*EXERCISE INSTRUCTIONS*
Can you write out every line of the records below again, requests included, adding -76 to each coordinate in the answers and leaving out the pictures?
-- start --
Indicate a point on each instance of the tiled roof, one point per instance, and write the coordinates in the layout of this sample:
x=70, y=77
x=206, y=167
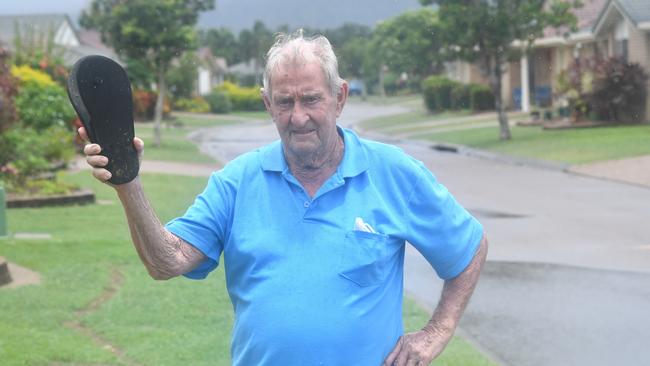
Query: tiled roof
x=586, y=15
x=38, y=23
x=636, y=10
-- end --
*THE RESULT*
Indicate a point on each instance of the tiled roof, one point per instance, and write the coordinates in the layout of this sample:
x=70, y=77
x=206, y=167
Query: tiled roof
x=510, y=-61
x=-38, y=-53
x=560, y=-66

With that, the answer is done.